- **Directions for this task**
Only the lines with "Target" in the entries below belong in the answer; please copy them.

Point-per-instance localization data:
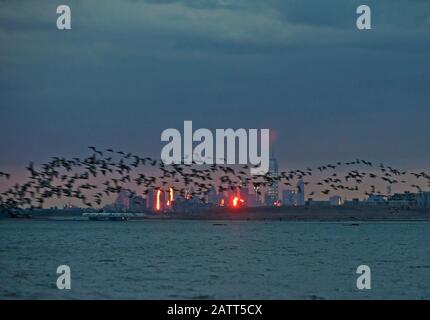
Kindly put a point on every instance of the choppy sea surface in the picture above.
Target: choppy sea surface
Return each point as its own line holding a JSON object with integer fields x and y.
{"x": 213, "y": 259}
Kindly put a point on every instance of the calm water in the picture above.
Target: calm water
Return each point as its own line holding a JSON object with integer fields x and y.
{"x": 197, "y": 259}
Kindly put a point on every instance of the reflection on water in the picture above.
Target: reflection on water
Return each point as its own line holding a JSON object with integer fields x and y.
{"x": 205, "y": 260}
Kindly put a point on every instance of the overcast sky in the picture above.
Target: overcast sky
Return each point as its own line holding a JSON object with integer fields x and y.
{"x": 129, "y": 69}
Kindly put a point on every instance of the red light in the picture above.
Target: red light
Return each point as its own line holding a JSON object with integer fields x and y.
{"x": 158, "y": 201}
{"x": 237, "y": 202}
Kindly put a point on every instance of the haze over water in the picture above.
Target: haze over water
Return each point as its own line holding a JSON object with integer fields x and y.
{"x": 200, "y": 259}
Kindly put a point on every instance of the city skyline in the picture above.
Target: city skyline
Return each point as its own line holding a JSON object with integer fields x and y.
{"x": 328, "y": 90}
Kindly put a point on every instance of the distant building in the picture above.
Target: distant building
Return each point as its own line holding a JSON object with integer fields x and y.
{"x": 315, "y": 203}
{"x": 376, "y": 199}
{"x": 213, "y": 197}
{"x": 137, "y": 204}
{"x": 155, "y": 200}
{"x": 253, "y": 200}
{"x": 423, "y": 200}
{"x": 300, "y": 193}
{"x": 122, "y": 202}
{"x": 352, "y": 203}
{"x": 403, "y": 200}
{"x": 335, "y": 200}
{"x": 289, "y": 197}
{"x": 272, "y": 194}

- **Solution to this task**
Target: choppy sea surface
Target: calm water
Target: reflection on water
Target: overcast sky
Target: red light
Target: haze over water
Target: city skyline
Target: distant building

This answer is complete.